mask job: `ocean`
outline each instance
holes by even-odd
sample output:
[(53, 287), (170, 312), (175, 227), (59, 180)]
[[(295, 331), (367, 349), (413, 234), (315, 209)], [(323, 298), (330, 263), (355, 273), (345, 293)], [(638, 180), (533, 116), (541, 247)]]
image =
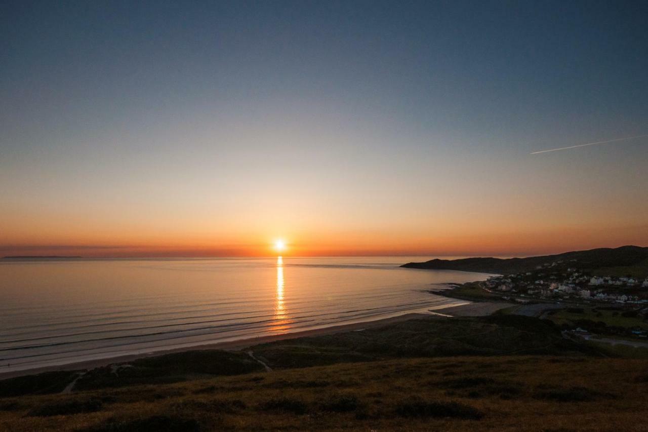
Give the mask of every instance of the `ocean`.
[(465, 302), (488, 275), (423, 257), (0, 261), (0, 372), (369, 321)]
================================
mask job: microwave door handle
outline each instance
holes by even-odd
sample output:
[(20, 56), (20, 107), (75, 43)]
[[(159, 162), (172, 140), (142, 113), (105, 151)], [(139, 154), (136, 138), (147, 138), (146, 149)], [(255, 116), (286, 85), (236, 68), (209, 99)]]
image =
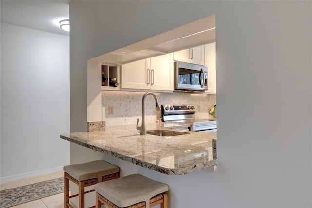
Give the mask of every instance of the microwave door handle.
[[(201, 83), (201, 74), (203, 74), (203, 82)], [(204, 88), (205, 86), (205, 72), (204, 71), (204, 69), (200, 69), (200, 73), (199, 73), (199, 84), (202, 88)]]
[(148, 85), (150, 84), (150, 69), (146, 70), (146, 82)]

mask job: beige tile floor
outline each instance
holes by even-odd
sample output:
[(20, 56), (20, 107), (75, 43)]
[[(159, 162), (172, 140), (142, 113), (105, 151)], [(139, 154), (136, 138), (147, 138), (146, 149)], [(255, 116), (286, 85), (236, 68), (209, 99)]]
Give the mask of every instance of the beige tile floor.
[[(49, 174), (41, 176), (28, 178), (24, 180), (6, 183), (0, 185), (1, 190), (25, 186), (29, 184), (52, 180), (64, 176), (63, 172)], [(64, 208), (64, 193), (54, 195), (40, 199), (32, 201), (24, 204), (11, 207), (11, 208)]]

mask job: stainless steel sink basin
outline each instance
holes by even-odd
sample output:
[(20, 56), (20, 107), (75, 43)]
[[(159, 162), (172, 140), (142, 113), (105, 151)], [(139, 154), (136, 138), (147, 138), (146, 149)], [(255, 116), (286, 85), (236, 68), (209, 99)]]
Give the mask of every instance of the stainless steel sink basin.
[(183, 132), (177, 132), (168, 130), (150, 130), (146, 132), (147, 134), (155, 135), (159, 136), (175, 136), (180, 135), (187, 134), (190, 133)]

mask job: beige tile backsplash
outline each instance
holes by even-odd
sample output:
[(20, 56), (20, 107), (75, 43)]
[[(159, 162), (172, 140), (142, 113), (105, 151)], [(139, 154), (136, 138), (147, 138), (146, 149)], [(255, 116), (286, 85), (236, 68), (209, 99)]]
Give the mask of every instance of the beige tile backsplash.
================================
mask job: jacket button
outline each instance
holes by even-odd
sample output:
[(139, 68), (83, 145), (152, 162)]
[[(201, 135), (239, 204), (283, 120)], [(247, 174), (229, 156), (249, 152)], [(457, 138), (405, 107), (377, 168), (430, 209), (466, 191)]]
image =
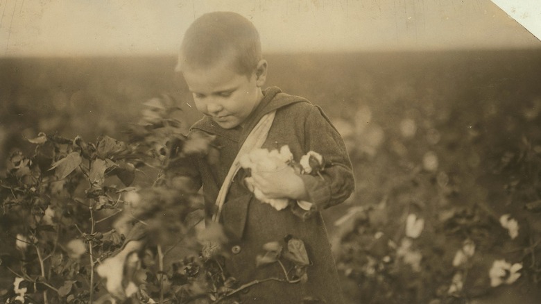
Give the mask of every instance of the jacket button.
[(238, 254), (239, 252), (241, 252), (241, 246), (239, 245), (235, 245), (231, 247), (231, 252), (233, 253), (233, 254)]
================================
TASK DIRECTIONS >> Copy out the listing from the line with "mask job: jacket button" to the line with "253), (233, 254)]", both lines included, but leave out the picture. Multiply every coordinate in the answer by 1.05 and round to whole numbers, with halves rounded up, and keep the requests and their sample coordinates unchanged.

PROBLEM SOLUTION >>
mask job: jacket button
outline each instance
holes by even-odd
sample output:
[(139, 68), (83, 145), (152, 162)]
[[(201, 135), (239, 204), (283, 120)], [(247, 174), (229, 156), (249, 152)], [(457, 138), (405, 107), (377, 168), (430, 209), (466, 191)]]
image =
Give the mask of every instance of the jacket button.
[(250, 267), (251, 265), (253, 265), (253, 258), (251, 257), (247, 257), (243, 259), (243, 265), (245, 266), (245, 267)]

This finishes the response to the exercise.